BEGIN SUPPLIED RECORDS
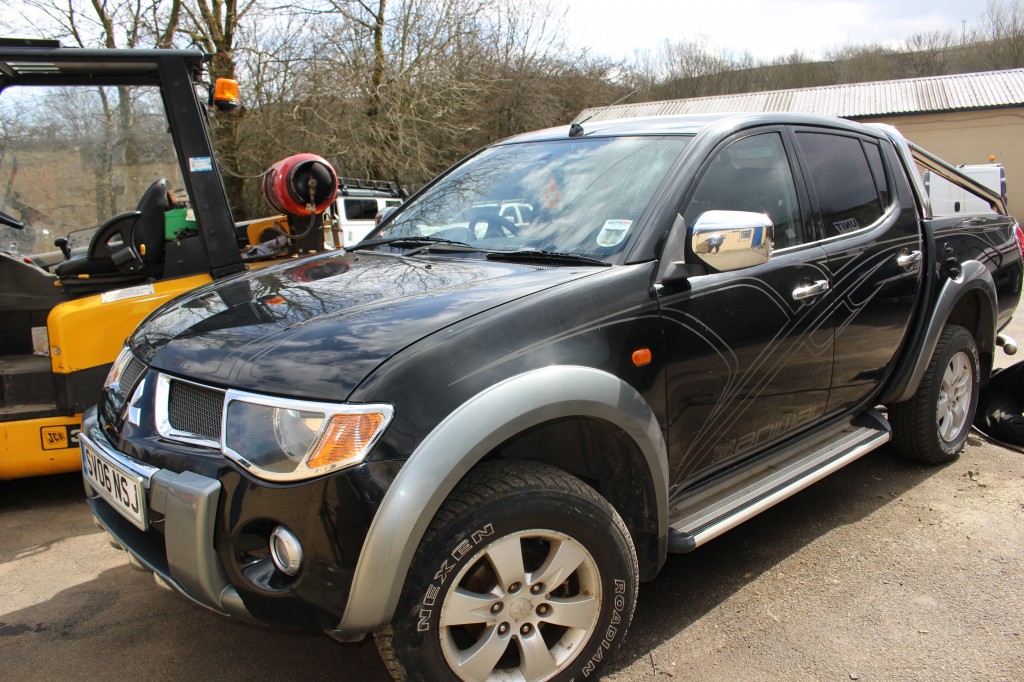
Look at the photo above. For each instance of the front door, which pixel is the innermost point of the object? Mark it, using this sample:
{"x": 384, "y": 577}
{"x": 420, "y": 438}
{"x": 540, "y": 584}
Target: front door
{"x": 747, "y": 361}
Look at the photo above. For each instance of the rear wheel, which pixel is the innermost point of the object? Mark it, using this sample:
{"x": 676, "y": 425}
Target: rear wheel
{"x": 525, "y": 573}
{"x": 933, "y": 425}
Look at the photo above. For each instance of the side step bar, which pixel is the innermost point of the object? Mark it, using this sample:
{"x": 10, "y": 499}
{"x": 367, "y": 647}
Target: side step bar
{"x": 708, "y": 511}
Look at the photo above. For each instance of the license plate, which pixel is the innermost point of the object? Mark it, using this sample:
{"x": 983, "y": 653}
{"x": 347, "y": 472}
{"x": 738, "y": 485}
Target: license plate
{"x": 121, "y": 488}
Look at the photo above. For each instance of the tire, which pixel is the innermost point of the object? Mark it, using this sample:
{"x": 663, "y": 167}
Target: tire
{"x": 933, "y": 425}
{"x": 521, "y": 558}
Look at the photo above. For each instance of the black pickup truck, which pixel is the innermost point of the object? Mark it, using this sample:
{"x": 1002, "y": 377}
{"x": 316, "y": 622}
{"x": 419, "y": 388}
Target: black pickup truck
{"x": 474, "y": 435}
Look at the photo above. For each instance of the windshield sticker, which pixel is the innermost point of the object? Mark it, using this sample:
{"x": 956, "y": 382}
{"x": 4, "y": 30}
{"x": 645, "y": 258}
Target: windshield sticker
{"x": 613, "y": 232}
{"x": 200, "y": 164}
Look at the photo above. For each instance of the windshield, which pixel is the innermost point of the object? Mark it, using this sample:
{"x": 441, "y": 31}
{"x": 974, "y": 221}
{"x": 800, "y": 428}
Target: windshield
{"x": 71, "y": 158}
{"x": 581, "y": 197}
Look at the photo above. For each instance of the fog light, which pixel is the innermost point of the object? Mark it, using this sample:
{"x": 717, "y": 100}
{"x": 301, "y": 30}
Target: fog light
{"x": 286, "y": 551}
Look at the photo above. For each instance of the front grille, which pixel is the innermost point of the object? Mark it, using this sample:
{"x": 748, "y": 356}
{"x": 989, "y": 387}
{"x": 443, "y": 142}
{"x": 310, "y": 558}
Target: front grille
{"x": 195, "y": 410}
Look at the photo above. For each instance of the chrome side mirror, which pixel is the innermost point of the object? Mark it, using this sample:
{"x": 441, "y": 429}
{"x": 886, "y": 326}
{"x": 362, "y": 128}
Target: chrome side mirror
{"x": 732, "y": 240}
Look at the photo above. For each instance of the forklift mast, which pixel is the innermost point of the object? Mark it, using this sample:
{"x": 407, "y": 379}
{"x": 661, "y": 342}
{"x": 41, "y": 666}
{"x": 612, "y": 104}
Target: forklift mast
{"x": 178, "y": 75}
END SUPPLIED RECORDS
BEGIN SUPPLIED RECORDS
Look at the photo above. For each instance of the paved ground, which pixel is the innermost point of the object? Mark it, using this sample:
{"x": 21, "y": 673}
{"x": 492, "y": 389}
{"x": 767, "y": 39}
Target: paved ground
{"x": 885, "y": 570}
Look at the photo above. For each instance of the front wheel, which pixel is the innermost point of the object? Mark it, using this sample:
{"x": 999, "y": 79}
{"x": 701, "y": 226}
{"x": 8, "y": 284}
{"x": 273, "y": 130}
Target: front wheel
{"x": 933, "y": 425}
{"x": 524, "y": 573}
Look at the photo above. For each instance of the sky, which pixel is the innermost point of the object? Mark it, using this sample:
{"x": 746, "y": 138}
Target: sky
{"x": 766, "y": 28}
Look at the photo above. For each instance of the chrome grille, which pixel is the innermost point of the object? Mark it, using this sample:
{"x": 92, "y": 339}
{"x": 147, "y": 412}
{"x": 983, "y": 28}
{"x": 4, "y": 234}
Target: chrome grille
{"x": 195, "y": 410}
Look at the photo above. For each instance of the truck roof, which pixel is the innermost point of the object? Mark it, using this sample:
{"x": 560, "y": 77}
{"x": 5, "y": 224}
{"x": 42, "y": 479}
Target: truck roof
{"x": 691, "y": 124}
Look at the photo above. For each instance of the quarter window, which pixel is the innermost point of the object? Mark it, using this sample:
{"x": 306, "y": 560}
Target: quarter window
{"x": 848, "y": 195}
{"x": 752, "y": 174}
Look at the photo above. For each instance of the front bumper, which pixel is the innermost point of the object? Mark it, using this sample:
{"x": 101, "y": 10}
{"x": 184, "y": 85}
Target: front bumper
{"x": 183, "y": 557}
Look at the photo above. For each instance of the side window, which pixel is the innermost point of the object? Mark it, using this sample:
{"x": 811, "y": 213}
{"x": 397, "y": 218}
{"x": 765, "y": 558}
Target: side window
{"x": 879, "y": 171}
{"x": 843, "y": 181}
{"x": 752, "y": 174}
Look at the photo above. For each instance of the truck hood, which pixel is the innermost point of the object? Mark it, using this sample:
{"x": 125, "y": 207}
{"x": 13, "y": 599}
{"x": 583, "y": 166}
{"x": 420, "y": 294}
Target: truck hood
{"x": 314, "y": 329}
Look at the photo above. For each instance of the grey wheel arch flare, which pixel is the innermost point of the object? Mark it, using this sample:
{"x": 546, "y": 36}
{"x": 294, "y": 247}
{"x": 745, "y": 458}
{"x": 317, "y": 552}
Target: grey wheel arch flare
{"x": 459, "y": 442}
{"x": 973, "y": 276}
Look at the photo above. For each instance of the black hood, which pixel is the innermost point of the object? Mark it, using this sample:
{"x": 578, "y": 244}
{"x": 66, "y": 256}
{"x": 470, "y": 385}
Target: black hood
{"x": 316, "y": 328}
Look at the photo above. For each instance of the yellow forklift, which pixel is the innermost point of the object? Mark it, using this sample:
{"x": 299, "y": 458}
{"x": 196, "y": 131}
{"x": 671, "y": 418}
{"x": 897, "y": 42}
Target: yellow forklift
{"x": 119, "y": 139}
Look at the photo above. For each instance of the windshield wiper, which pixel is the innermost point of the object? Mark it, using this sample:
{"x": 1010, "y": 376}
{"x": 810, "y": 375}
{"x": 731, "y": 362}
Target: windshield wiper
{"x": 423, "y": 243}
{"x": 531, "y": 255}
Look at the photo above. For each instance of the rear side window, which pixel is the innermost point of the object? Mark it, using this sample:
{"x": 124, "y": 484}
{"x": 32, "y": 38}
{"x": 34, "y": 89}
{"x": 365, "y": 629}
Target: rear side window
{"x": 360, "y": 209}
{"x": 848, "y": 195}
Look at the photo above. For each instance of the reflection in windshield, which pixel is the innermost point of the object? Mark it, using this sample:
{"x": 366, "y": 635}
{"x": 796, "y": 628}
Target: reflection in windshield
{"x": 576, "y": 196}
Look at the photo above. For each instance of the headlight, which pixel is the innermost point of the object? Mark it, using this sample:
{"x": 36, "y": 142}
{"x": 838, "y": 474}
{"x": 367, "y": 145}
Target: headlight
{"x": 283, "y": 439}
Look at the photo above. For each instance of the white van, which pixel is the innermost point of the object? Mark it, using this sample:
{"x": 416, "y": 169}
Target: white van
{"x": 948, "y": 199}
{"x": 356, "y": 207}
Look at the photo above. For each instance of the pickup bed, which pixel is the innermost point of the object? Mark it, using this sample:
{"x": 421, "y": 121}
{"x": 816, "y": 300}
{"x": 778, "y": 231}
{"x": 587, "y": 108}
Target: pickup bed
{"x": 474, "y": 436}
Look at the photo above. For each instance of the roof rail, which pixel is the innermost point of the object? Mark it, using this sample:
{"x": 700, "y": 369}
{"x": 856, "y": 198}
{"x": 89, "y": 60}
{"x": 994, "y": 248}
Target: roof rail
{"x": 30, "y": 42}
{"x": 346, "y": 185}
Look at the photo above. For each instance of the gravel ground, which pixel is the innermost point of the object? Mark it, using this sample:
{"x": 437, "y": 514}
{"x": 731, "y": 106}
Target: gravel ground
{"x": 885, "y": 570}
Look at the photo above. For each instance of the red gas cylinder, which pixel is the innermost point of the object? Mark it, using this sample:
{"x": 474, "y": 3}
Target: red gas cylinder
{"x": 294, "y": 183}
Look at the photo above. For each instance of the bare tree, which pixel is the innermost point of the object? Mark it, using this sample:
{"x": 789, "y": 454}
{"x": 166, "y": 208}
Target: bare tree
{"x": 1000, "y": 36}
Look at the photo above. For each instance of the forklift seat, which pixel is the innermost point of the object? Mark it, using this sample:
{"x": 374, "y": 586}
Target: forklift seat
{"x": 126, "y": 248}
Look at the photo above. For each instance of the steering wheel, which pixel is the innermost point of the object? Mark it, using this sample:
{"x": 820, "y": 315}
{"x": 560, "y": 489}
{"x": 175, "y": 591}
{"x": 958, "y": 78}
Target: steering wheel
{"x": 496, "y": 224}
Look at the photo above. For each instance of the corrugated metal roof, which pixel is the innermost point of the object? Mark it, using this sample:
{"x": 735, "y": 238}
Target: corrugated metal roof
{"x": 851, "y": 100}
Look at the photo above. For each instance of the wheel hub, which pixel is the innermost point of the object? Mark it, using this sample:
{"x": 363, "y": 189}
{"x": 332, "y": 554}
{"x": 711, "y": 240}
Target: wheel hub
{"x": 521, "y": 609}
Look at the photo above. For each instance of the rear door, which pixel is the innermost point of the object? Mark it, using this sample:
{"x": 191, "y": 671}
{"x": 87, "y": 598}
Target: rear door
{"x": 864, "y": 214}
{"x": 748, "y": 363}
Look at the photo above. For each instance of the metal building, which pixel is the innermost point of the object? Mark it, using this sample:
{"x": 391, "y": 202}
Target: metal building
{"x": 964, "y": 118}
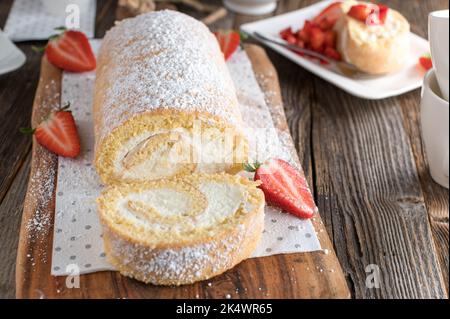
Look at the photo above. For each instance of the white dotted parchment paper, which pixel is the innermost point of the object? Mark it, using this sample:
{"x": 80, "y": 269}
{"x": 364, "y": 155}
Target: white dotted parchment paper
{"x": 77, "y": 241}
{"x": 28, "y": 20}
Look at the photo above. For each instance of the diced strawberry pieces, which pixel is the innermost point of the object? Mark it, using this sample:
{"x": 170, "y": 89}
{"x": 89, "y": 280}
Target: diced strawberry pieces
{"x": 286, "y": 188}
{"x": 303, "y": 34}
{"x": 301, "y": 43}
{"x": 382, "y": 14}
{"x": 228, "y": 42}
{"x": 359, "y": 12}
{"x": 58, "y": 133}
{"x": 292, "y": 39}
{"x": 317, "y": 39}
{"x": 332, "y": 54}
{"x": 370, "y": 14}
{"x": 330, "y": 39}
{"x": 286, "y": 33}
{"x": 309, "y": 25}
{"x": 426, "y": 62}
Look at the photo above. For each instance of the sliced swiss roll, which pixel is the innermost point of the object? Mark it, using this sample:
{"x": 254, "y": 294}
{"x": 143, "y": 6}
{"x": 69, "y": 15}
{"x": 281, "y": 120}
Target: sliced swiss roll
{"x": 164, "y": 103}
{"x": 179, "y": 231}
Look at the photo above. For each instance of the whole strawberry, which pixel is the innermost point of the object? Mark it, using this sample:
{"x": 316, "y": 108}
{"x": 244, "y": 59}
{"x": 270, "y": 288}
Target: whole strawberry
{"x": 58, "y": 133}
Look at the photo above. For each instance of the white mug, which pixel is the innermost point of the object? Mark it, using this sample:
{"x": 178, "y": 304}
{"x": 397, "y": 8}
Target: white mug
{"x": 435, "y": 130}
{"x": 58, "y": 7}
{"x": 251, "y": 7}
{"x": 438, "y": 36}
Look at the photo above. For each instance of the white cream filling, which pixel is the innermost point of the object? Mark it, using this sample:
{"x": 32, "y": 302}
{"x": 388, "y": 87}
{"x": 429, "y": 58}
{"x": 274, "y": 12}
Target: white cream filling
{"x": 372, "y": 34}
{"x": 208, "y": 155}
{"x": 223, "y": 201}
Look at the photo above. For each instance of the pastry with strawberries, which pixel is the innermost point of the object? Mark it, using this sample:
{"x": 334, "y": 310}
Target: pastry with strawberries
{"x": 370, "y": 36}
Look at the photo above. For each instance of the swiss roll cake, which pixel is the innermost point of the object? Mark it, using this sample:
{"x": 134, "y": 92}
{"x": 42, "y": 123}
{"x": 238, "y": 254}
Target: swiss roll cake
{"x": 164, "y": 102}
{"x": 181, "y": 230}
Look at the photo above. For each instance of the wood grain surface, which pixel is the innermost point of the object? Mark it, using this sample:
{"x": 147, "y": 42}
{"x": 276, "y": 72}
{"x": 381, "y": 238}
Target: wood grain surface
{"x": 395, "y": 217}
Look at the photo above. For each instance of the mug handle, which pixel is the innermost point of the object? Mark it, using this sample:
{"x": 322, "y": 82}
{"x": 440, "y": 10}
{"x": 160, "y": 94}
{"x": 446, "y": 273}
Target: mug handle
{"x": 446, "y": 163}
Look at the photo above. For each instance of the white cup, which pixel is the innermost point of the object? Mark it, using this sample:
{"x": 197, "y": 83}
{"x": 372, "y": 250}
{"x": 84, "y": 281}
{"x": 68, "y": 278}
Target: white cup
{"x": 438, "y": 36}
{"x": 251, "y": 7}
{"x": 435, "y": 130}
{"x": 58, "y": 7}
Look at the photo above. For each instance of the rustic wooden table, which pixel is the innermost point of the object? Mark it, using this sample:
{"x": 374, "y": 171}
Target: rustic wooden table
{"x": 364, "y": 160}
END SUPPLIED RECORDS
THE TASK - Using the entries above, give again exactly the lines from the line holding "front door, which" through the line holding "rear wheel, which". Include both end lines and nothing else.

RESPONSE TO THE TASK -
Look at the photo above. For each instance of the front door, which pixel is the innermost point of the object? Mark it, using this sample:
{"x": 384, "y": 577}
{"x": 420, "y": 438}
{"x": 540, "y": 584}
Target: front door
{"x": 747, "y": 361}
Look at the photo above. For each instance of the rear wheel, which pixel is the innermost point of the object? Mark it, using this sample:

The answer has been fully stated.